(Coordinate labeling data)
· · · · ·
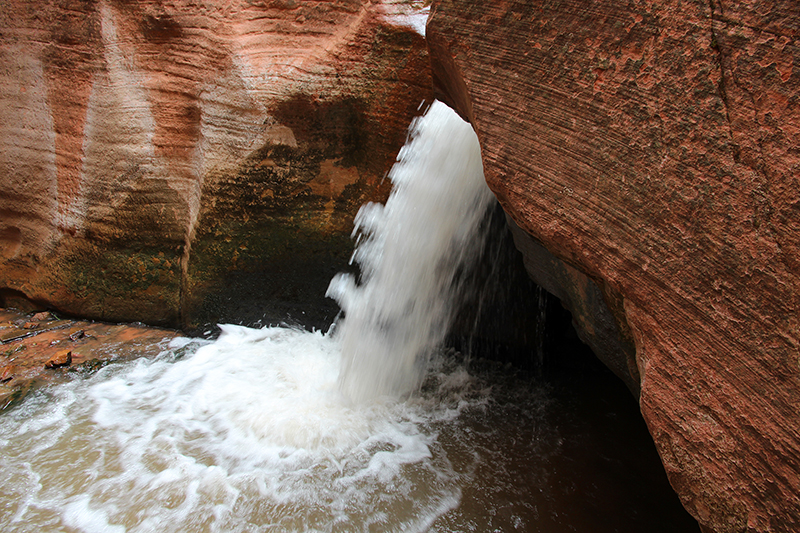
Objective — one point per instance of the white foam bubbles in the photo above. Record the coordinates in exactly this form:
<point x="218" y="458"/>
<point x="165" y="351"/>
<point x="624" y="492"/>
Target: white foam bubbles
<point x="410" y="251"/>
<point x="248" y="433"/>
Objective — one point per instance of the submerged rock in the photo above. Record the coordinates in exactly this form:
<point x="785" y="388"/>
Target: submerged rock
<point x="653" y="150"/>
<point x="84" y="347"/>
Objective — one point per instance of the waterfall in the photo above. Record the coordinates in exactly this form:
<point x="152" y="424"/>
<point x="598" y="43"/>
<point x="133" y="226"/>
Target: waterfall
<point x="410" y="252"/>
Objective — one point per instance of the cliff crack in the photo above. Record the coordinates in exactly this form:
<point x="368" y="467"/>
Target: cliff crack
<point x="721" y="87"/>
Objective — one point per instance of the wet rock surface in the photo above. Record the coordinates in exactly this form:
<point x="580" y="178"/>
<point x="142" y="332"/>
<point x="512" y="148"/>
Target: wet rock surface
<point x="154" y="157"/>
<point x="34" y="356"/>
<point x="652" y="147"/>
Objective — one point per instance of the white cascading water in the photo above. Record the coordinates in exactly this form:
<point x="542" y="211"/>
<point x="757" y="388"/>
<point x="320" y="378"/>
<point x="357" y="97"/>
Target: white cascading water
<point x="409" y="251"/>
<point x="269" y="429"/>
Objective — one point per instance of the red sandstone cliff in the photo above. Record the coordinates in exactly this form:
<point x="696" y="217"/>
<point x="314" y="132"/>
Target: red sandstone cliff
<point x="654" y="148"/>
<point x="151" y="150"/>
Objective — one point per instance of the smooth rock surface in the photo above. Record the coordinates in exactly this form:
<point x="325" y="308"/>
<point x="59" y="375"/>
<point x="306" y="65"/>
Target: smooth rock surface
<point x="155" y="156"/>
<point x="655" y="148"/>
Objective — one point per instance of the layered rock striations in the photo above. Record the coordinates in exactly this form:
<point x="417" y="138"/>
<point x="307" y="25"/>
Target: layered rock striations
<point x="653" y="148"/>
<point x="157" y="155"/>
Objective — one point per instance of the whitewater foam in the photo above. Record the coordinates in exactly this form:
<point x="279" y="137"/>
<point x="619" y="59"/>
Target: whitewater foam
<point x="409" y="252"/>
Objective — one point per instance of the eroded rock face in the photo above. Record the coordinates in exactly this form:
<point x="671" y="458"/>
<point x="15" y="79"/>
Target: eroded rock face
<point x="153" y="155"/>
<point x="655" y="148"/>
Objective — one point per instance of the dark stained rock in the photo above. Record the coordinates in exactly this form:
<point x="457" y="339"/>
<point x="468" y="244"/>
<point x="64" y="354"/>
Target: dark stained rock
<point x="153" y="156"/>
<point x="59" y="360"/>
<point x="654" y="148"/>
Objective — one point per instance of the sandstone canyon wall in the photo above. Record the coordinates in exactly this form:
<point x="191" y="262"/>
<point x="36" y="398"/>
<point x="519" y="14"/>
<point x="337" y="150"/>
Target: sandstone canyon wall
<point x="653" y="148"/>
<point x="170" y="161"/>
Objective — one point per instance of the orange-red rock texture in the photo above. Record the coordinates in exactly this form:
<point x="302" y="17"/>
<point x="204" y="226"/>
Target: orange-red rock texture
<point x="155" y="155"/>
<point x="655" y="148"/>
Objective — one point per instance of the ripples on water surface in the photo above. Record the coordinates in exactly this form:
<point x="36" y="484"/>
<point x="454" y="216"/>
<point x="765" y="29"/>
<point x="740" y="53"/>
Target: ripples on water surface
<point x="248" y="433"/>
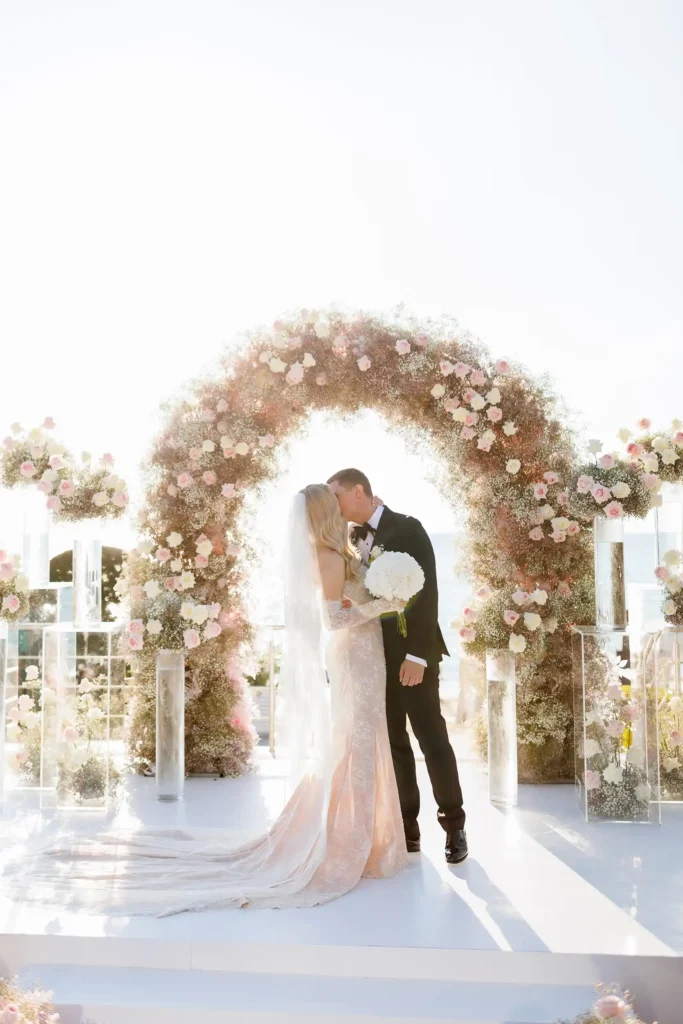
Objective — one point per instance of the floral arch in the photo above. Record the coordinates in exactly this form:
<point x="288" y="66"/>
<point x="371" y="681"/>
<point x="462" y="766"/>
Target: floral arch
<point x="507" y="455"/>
· · · · ·
=== Requirement ===
Write out all of the rows above line for line, without changing anything in them. Leave the pictures out of your answer.

=== Problem solution ===
Objective — one point per instance of the white foam bubbles in the photo above. Record the coordinates in exactly this form:
<point x="218" y="458"/>
<point x="165" y="351"/>
<point x="624" y="492"/>
Target: white foam bubbles
<point x="410" y="251"/>
<point x="248" y="433"/>
Objective — one point per instance of the submerged rock in the photo above. Record the coordinates in exactly this form:
<point x="785" y="388"/>
Target: submerged rock
<point x="653" y="150"/>
<point x="84" y="347"/>
Objective — one point per instance of the waterfall in the photo above. Record the coordinates in exactly this form:
<point x="152" y="424"/>
<point x="598" y="43"/>
<point x="133" y="226"/>
Target: waterfall
<point x="410" y="252"/>
Objective — one point per instance of the cliff crack in the photo above. Record the coordinates in exactly this form:
<point x="368" y="467"/>
Target: cliff crack
<point x="721" y="87"/>
Objective — one point per instance of the wet rock surface in the photo above. Record the coordinates in exactly this form:
<point x="580" y="178"/>
<point x="142" y="332"/>
<point x="512" y="148"/>
Target: wet rock surface
<point x="154" y="157"/>
<point x="34" y="356"/>
<point x="652" y="147"/>
Objective — one point per instance of the white cascading water in the photo above. Record the coordinates in exactly this form:
<point x="542" y="211"/>
<point x="757" y="388"/>
<point x="320" y="378"/>
<point x="357" y="97"/>
Target: white cascading water
<point x="409" y="251"/>
<point x="269" y="429"/>
Objective — one point per instance of the red sandstone cliff in the photo above. Record the coordinates in exactly this form:
<point x="696" y="217"/>
<point x="314" y="132"/>
Target: red sandstone cliff
<point x="654" y="148"/>
<point x="151" y="150"/>
Objective — one point per instance of the smooth rock surface in the photo above. Record the coordinates in exactly this form:
<point x="325" y="308"/>
<point x="59" y="375"/>
<point x="306" y="65"/>
Target: smooth rock surface
<point x="155" y="156"/>
<point x="655" y="148"/>
Objective — one point per instance of the layered rock striations in the photo above. Record the coordinates in exactly this form:
<point x="417" y="138"/>
<point x="307" y="25"/>
Target: layered rock striations
<point x="653" y="148"/>
<point x="157" y="155"/>
Objective — one point per instance of the whitewater foam in the photo above. Record the coordinates in exactly this form:
<point x="279" y="137"/>
<point x="619" y="59"/>
Target: whitewater foam
<point x="409" y="252"/>
Objective — one point per instance of the eroded rock face in the photo above. Record the coordinates in exactly this form:
<point x="671" y="458"/>
<point x="15" y="79"/>
Target: eroded rock face
<point x="153" y="155"/>
<point x="655" y="148"/>
Objective — one point per instance of the dark stained rock in the photo above. Record the coordinates in exactly this form:
<point x="457" y="339"/>
<point x="468" y="244"/>
<point x="64" y="354"/>
Target: dark stained rock
<point x="153" y="156"/>
<point x="59" y="360"/>
<point x="654" y="148"/>
Objective — one point per instance of the sandstone canyon wall in the photo above. Record the coordinates in exactly this form:
<point x="191" y="262"/>
<point x="36" y="398"/>
<point x="519" y="14"/>
<point x="337" y="150"/>
Target: sandstone canyon wall
<point x="653" y="148"/>
<point x="170" y="161"/>
Objective — one point per instance of the orange-red rock texture in the photo above. Record the coordinates in exactly this form:
<point x="302" y="17"/>
<point x="204" y="226"/>
Target: orange-red rock texture
<point x="155" y="155"/>
<point x="655" y="148"/>
Objective — one point per instance of the ripples on water surface in the photo above. Record the coordinates in exactly this form:
<point x="36" y="484"/>
<point x="454" y="216"/>
<point x="765" y="29"/>
<point x="740" y="53"/>
Target: ripples on water surface
<point x="248" y="433"/>
Objective — one point per instance of the floral arch in the photo above. Record the coordinates in exactly this form:
<point x="288" y="66"/>
<point x="371" y="681"/>
<point x="462" y="766"/>
Target: floral arch
<point x="507" y="455"/>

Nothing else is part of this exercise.